China lockdown hits Uniqlo parent’s first-quarter profit
Jan 12, 2023 - 12:28 PM
TOKYO, JAPAN — Fast Retailing, the parent company of Japanese clothing giant Uniqlo, said Thursday its net profit for the first quarter slid 9.1 percent because of the Covid-19 lockdown in China.
The retail behemoth reported 85 billion yen ($645 million) net profit from September to November 2022 but left unchanged its forecast of 230 billion yen for 2022 to 2023.
“(The) result was due primarily to a large decline in profits at our Uniqlo operation in the mainland China market caused by Covid-19 restrictions on movement,” the company said in a statement.
Profit for international business also declined because of “the temporary suspension of operations in Russia”, it added.
But with the exception of China and Japan, Uniqlo business “performed strongly”, it said.

Data extracts:
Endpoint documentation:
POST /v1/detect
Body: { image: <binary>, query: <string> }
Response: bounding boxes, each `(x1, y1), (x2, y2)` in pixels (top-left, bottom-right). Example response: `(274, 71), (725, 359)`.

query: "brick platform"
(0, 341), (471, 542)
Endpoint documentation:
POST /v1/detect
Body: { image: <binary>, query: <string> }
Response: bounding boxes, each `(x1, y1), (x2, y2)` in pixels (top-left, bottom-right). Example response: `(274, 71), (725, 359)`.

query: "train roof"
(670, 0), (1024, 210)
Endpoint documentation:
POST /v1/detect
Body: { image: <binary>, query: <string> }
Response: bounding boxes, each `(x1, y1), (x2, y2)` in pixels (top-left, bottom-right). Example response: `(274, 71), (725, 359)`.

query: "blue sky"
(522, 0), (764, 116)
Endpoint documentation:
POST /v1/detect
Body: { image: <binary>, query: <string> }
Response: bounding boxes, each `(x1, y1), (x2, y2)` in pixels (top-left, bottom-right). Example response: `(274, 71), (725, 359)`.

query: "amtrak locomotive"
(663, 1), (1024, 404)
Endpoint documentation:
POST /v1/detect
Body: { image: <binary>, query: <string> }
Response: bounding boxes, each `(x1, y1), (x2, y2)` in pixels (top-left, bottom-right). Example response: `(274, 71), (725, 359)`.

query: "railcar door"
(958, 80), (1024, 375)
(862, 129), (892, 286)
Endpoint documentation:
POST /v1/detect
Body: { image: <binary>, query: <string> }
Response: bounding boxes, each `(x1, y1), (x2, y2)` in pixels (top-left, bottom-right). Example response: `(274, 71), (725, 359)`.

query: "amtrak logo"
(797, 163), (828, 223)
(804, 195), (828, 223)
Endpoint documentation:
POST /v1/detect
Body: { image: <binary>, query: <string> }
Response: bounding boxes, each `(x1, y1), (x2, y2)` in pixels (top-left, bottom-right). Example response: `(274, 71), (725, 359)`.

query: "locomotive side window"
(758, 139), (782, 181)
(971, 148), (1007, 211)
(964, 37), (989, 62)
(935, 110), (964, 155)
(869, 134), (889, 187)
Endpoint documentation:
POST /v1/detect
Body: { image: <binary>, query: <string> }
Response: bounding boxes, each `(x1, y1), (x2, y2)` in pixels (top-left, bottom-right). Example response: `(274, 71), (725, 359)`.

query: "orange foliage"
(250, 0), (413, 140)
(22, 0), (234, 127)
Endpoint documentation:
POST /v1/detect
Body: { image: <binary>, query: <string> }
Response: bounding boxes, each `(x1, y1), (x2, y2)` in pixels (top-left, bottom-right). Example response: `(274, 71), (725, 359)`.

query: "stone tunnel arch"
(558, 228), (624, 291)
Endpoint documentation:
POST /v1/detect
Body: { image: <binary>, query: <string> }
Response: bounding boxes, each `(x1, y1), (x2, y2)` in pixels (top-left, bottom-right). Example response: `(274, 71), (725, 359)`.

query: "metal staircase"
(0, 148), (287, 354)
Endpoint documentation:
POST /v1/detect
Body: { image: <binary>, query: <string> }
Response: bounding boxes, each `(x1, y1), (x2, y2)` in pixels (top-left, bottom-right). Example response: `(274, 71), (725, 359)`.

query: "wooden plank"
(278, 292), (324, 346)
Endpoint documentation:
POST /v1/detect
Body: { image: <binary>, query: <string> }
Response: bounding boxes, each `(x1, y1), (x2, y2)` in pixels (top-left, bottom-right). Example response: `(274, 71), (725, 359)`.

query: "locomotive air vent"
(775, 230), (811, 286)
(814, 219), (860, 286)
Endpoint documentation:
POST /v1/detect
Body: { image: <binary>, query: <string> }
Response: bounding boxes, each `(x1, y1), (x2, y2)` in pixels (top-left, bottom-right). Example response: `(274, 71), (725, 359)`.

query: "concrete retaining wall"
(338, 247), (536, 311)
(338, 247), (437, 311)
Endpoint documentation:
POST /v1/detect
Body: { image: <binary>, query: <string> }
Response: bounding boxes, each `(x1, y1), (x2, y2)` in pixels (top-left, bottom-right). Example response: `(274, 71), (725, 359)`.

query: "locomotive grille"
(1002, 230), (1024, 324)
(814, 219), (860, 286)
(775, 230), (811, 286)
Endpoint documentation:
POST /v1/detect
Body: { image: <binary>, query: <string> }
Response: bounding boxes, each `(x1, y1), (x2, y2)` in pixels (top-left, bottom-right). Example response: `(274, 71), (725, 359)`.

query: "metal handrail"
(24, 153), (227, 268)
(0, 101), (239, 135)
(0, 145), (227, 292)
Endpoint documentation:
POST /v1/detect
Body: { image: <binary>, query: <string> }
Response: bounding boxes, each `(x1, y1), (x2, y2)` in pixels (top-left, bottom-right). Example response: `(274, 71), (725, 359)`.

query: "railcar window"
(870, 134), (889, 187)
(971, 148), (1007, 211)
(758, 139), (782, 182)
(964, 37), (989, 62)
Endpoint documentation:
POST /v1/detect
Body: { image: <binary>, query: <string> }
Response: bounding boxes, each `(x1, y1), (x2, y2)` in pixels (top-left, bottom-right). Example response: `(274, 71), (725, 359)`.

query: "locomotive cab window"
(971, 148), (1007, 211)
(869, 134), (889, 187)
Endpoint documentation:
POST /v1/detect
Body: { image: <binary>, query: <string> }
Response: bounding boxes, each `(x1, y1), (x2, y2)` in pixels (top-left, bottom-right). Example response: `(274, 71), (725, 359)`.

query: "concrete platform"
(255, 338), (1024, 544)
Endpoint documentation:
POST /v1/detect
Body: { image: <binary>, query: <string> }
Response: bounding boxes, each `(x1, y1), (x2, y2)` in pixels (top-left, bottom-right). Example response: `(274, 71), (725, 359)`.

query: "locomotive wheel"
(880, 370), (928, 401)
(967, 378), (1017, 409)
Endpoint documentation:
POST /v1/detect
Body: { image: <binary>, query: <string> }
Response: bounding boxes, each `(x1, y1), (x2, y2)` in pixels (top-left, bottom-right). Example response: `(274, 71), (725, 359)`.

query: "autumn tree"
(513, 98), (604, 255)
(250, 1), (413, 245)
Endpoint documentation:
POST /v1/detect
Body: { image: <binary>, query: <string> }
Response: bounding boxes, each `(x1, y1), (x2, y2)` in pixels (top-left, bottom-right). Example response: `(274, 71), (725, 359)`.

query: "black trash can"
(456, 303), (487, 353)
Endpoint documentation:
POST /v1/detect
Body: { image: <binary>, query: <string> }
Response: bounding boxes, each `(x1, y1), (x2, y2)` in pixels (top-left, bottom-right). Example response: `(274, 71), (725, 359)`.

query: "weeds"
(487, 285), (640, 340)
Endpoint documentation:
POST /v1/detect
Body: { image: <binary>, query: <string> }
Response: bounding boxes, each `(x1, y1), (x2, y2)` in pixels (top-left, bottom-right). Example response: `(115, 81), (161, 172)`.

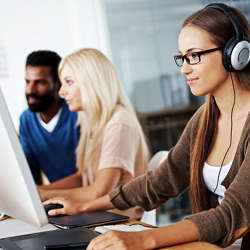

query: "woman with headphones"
(45, 4), (250, 250)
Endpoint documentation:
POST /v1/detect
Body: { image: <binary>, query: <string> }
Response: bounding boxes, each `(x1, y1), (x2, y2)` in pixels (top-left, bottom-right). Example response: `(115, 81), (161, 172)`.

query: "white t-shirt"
(203, 162), (232, 203)
(36, 108), (62, 132)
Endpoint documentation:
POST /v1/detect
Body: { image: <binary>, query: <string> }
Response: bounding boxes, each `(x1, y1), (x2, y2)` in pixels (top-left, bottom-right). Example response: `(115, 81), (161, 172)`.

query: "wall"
(0, 0), (110, 128)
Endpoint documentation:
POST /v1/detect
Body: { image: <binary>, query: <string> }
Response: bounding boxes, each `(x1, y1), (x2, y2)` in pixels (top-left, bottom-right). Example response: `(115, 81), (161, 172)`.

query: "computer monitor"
(0, 88), (48, 227)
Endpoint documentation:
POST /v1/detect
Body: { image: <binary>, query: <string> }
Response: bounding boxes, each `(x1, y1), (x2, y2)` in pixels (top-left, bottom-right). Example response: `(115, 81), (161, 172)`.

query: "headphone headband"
(205, 3), (250, 72)
(205, 3), (246, 40)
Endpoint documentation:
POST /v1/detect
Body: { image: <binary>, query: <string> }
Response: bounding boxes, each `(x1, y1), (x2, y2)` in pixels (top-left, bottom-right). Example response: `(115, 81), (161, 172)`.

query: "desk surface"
(124, 219), (224, 250)
(0, 219), (223, 250)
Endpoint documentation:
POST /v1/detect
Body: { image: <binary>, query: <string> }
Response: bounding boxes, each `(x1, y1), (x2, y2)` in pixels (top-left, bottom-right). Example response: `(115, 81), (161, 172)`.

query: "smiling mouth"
(187, 78), (198, 85)
(28, 97), (39, 104)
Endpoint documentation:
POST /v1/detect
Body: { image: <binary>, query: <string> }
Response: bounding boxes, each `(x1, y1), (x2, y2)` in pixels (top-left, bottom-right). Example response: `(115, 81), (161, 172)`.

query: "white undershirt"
(203, 162), (232, 203)
(36, 108), (62, 132)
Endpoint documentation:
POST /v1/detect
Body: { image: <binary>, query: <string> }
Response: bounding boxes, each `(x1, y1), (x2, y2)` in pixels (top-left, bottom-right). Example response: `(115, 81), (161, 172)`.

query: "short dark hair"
(25, 50), (61, 82)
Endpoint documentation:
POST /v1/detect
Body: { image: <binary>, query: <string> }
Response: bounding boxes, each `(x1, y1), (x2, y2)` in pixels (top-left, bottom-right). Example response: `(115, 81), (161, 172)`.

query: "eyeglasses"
(174, 47), (222, 67)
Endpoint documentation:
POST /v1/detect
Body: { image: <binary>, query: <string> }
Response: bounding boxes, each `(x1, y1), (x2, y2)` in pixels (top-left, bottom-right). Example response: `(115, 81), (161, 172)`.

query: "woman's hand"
(87, 231), (150, 250)
(43, 197), (84, 216)
(37, 186), (53, 201)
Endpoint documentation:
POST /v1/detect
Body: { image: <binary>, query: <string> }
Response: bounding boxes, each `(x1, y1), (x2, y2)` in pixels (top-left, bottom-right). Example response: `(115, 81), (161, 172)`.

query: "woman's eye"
(66, 80), (73, 86)
(191, 53), (197, 59)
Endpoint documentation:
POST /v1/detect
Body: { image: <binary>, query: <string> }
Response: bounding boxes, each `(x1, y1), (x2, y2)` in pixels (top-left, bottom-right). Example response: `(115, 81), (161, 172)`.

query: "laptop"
(0, 227), (99, 250)
(48, 211), (129, 229)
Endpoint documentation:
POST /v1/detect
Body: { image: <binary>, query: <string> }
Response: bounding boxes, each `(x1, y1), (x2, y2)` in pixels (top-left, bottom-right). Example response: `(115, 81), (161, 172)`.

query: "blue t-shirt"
(20, 100), (79, 183)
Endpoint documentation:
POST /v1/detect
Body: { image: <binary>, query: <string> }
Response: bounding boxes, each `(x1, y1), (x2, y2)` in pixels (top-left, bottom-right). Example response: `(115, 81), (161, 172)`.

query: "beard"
(26, 89), (55, 112)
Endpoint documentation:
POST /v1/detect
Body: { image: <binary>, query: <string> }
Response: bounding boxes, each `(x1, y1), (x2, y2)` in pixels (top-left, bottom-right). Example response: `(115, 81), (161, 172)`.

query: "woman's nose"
(181, 60), (193, 75)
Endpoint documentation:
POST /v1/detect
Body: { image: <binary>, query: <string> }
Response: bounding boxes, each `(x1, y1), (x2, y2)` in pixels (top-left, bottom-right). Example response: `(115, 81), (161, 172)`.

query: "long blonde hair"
(182, 6), (250, 212)
(59, 48), (149, 172)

Exercise aim:
Can you pick up the report on Uniqlo's first-quarter profit and continue it from where it stops? None of the material is needed for what comes next.

Task answer:
Sales grew 14.2 percent to 716.4 billion yen but operating profit dipped 2.0 percent to 117 billion yen.
Fast Retailing chief financial officer Takeshi Okazaki said the firm had experienced changing fortunes in China in recent months.
“Our sales saw a temporary boost as China’s pandemic restrictions were eased in December, but they declined again after people in many parts of the country started to refrain from going out in mid-December,” he told reporters.
“Since January, sales started picking up rapidly again. The situation in China has been drastically changing in the span of a month.”
He said he expected the firm would get “back on the path to growth” in the mainland as people moved towards living with Covid.
Following years of aggressive global expansion, Fast Retailing is one of the world’s biggest clothing retailers, rivalling Spanish giant Inditex, which owns Zara, and Sweden’s H&M.
As well as Uniqlo, it owns American clothing brand Theory, France’s Comptoir des Cotonniers and lingerie label Princesse Tam Tam.
On Wednesday, Fast Retailing announced it will increase the salaries for thousands of employees in Japan by up to 40 percent.
The move will raise its labour costs by around 15 percent, but Okazaki said Fast Retailing expects to reap the rewards.
“The growth of each individual employee will result in improving the competitiveness of our company,” he said.